Filter the records for lines holding the string "lichen".

(Available records begins)

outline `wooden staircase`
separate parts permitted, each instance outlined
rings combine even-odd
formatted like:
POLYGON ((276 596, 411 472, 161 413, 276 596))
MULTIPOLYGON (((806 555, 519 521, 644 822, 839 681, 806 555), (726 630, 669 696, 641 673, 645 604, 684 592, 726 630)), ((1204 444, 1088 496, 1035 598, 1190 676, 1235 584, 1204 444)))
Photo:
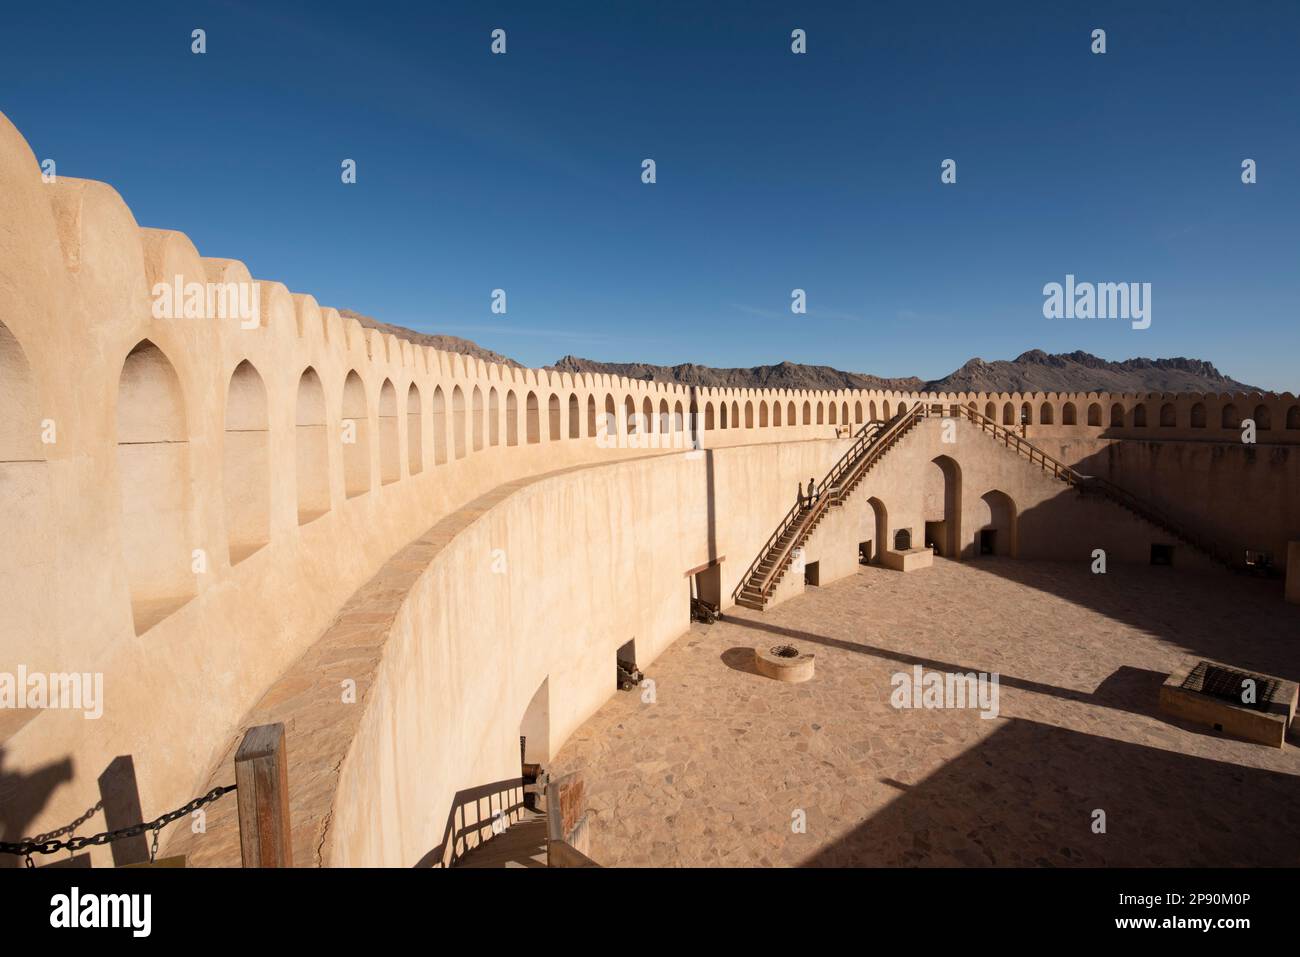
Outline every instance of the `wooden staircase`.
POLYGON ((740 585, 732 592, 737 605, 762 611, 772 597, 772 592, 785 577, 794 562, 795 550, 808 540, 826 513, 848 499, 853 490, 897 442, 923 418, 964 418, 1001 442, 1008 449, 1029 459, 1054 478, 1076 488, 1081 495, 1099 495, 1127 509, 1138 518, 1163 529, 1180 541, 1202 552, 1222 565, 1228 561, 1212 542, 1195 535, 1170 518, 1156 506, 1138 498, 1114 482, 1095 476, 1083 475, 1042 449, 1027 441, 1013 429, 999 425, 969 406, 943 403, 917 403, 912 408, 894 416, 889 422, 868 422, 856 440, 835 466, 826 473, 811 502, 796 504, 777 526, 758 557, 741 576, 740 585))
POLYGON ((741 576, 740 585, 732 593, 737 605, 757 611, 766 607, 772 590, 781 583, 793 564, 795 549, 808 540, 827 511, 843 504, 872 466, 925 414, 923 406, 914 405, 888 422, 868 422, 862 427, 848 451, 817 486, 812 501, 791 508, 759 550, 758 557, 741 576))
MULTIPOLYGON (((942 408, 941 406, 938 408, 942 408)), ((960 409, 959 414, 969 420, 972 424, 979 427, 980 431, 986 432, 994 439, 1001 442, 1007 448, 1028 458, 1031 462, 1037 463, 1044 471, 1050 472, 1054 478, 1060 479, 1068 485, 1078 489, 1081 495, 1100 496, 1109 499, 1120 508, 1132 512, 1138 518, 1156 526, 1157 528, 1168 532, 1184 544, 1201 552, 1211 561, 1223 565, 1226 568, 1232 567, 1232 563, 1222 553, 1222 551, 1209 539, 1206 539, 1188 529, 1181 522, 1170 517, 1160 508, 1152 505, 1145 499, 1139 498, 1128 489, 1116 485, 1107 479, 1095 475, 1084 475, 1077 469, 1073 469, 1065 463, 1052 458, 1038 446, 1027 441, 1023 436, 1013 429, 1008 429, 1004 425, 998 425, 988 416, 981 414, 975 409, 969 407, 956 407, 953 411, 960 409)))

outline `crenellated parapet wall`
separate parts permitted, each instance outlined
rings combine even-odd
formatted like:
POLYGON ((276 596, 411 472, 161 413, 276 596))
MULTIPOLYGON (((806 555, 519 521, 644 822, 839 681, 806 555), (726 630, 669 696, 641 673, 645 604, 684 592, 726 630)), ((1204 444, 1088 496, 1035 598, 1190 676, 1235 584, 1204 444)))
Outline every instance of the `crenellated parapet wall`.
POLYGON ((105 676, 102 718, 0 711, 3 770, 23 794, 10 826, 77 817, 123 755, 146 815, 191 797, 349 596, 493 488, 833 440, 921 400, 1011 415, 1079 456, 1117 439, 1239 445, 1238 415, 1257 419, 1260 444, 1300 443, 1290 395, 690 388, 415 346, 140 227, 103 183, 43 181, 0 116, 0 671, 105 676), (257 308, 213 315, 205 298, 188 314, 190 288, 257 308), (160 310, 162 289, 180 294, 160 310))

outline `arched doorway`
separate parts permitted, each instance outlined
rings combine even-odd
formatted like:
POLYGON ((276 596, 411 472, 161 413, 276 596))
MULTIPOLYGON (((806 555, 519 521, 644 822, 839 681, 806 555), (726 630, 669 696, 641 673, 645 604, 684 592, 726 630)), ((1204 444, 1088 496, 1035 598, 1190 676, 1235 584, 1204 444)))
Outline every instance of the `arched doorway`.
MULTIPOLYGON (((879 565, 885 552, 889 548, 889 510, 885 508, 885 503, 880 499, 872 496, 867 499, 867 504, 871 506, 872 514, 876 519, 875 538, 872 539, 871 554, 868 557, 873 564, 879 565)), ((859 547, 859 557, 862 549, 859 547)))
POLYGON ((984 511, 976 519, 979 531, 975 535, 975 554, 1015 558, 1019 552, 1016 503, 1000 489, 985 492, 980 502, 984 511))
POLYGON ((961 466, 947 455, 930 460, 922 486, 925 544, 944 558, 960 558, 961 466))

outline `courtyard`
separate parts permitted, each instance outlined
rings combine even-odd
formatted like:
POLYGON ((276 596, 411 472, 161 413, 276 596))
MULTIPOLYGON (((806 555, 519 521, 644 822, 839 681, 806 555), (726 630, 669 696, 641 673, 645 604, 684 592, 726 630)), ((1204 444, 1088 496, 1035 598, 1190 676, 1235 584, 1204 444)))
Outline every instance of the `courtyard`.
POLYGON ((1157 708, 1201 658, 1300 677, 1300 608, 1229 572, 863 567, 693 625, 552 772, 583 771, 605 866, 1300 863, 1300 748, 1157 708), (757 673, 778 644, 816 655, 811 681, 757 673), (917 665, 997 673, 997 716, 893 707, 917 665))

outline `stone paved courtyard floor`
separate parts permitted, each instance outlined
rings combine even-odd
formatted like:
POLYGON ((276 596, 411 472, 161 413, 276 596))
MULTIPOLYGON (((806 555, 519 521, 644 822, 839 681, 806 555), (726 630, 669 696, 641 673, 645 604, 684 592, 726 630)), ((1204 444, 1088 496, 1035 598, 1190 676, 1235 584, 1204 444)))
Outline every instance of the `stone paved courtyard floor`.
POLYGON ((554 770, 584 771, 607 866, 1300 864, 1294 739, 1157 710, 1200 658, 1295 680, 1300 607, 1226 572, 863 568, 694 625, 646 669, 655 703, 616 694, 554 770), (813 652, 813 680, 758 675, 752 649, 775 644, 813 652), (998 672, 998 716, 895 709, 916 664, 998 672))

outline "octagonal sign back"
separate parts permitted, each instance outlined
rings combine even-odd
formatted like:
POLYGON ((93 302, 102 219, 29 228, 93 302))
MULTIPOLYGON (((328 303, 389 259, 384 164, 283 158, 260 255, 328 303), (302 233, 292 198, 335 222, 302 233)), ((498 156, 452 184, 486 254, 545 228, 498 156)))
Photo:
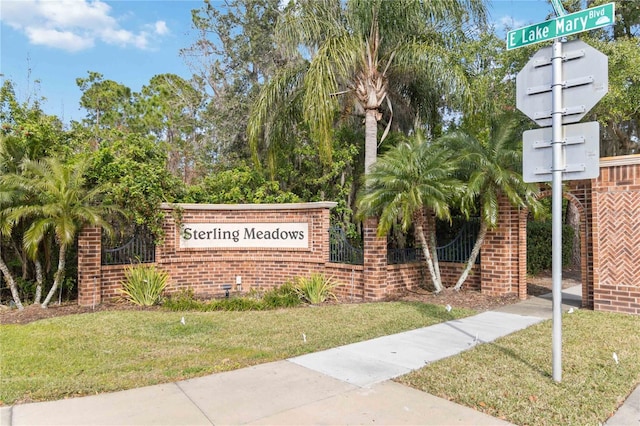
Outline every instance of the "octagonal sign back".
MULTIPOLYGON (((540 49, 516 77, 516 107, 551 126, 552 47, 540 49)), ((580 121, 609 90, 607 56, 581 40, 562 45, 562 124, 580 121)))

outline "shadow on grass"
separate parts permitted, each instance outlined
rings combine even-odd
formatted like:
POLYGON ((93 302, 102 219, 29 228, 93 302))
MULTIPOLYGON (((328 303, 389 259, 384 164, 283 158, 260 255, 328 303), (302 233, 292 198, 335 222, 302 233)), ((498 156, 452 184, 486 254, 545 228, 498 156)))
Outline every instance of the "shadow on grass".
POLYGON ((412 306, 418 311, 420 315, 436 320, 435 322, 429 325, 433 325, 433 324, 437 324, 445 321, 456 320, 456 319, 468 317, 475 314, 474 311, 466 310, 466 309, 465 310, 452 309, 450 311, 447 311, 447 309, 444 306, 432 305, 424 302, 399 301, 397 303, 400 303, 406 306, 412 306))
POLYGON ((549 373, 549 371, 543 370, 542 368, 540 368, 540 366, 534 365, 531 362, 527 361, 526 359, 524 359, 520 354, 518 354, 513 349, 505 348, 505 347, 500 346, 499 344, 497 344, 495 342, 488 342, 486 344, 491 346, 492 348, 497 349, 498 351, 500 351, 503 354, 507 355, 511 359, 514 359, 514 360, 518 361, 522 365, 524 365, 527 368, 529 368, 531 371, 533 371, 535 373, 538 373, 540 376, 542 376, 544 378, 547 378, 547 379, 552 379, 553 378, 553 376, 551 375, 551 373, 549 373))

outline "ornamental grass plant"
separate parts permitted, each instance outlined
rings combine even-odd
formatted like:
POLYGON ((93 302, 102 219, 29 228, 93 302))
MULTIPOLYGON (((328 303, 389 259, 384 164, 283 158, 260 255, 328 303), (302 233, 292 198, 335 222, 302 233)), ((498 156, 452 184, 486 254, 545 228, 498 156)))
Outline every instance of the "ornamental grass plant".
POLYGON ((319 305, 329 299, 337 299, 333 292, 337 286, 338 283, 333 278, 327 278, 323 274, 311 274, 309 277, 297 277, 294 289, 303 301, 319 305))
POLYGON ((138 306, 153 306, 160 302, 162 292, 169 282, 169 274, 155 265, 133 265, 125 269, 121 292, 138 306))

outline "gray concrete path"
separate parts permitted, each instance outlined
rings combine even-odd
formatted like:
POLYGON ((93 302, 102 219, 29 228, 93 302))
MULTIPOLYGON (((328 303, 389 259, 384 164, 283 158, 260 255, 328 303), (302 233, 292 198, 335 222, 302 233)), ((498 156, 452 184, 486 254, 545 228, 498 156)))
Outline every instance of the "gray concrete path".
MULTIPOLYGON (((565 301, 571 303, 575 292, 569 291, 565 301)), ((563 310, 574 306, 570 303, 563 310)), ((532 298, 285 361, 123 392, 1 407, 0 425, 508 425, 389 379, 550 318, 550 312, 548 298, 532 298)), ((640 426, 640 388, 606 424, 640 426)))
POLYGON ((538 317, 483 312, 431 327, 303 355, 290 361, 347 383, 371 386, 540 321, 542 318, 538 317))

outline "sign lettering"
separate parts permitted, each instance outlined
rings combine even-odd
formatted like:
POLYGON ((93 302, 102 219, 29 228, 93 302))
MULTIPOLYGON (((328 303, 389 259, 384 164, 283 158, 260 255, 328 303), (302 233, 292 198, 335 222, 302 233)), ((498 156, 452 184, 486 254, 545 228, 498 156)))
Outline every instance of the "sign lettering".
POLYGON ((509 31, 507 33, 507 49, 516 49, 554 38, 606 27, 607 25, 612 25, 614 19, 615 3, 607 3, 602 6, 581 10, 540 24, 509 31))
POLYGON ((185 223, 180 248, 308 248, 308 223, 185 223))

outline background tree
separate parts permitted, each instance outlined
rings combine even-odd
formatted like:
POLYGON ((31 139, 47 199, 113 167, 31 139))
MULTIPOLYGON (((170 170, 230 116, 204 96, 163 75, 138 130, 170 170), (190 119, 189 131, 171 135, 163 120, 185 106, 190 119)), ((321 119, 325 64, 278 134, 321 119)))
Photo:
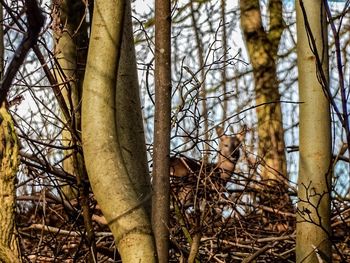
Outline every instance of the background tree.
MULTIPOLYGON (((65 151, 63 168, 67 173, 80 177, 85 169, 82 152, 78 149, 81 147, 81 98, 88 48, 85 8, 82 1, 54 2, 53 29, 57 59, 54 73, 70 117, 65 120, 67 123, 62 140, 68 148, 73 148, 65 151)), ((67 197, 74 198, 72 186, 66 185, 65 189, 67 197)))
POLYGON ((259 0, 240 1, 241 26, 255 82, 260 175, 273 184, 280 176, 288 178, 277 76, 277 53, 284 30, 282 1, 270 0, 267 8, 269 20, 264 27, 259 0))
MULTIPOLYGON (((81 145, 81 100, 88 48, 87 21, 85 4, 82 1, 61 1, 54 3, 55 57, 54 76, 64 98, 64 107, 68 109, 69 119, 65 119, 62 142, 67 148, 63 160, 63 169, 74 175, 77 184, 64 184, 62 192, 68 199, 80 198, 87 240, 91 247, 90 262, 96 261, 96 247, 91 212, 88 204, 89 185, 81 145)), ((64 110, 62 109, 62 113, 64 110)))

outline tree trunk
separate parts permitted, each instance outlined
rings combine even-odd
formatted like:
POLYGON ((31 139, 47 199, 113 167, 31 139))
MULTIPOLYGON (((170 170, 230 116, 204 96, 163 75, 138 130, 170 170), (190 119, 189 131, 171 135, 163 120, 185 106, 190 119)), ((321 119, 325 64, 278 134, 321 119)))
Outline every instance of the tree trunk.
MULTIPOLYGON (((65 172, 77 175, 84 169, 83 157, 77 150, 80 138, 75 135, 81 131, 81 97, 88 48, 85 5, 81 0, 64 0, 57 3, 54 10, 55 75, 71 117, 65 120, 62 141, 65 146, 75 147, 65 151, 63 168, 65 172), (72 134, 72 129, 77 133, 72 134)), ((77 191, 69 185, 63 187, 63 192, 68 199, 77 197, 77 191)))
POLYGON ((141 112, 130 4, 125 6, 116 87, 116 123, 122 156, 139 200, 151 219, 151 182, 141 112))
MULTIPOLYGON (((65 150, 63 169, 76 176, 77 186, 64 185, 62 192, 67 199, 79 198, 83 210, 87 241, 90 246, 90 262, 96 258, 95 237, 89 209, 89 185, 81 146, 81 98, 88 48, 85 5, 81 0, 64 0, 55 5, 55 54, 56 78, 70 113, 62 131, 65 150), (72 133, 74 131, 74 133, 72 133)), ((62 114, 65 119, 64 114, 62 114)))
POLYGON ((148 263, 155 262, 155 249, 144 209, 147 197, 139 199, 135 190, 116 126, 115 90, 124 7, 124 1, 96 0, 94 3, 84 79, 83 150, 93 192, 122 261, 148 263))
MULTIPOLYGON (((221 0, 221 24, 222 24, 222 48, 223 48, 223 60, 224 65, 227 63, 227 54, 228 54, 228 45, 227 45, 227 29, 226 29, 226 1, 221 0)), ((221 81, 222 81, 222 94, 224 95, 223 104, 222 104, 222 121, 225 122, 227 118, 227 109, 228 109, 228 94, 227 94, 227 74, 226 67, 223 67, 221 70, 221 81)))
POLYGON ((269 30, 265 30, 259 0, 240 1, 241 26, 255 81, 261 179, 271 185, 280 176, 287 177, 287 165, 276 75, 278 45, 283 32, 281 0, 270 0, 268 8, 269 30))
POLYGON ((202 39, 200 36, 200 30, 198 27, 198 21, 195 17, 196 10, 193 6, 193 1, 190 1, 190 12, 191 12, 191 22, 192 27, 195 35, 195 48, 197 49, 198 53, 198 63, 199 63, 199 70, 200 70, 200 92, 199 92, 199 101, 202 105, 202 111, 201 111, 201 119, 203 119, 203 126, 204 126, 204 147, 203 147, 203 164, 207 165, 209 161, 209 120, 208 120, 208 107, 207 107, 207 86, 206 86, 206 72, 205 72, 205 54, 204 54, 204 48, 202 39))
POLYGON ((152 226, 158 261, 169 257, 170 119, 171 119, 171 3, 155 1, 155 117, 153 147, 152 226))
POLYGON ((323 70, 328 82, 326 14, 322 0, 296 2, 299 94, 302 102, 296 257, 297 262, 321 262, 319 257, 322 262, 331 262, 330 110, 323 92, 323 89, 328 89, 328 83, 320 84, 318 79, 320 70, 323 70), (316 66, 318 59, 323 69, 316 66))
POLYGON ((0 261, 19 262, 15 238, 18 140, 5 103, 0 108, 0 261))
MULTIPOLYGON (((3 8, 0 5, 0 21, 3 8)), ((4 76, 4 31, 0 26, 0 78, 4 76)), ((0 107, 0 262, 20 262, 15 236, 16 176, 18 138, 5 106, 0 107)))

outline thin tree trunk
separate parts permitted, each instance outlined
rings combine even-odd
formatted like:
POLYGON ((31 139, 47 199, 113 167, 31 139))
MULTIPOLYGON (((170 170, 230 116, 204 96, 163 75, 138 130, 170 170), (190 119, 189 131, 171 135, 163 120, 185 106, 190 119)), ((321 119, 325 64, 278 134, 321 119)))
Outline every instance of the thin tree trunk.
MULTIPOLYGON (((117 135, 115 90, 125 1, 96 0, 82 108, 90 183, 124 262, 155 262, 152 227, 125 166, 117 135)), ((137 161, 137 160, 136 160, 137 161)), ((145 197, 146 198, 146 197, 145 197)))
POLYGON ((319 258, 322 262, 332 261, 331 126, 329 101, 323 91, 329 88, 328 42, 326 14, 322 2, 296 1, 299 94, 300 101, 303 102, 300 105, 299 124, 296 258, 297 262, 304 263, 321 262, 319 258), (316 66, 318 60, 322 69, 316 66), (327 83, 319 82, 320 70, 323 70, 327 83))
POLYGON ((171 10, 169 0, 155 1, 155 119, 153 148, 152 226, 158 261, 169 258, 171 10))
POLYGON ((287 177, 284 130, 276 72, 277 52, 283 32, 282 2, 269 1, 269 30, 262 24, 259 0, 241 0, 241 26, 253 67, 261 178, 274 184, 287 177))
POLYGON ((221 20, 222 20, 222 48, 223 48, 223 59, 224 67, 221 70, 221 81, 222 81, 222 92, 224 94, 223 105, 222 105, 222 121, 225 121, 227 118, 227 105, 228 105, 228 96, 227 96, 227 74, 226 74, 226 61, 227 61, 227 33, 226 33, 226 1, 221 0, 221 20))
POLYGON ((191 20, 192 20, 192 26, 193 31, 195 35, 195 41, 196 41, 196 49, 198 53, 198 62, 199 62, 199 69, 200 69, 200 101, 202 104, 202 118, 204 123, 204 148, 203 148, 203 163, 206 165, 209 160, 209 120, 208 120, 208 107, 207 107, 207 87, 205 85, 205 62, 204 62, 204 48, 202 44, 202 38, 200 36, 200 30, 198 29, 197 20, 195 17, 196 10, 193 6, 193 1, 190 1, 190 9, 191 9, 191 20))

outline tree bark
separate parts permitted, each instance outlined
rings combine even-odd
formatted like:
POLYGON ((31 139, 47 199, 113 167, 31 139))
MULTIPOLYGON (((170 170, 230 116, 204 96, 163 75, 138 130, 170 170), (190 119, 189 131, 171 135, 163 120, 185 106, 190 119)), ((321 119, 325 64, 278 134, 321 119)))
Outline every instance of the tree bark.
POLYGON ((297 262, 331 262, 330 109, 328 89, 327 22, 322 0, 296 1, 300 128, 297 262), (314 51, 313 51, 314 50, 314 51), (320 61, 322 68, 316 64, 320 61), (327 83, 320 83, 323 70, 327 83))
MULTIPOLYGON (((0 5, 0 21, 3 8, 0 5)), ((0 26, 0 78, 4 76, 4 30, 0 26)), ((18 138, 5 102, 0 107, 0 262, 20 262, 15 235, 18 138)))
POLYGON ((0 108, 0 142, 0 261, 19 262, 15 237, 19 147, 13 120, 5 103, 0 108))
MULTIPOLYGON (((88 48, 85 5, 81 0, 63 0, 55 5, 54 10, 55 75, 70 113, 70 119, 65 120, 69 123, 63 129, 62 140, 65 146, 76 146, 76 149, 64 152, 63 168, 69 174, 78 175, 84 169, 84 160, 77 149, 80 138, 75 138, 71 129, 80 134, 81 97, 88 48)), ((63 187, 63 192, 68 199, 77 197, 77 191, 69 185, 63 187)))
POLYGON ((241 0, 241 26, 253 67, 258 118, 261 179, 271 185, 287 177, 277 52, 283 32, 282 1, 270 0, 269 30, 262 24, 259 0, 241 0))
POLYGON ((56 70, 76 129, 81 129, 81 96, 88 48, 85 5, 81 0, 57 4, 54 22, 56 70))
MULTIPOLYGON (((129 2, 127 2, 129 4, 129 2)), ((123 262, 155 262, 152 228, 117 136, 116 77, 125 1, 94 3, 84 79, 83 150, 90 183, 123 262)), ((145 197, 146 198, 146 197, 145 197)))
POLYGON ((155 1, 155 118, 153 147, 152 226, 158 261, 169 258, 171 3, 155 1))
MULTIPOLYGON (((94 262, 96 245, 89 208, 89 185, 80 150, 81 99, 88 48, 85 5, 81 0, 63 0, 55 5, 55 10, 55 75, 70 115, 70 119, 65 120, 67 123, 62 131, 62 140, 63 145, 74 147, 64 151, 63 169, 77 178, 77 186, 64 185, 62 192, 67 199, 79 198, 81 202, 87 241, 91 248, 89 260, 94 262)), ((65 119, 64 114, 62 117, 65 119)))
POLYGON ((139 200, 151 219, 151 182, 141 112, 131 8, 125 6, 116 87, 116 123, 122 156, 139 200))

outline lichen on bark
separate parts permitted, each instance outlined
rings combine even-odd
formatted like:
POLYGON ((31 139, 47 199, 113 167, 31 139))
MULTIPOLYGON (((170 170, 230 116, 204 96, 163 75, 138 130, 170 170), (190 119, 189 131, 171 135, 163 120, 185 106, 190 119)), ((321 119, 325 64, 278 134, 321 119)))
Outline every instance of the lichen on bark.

(Available records ends)

* Result of this task:
outline lichen on bark
Outline every instance of the lichen on bark.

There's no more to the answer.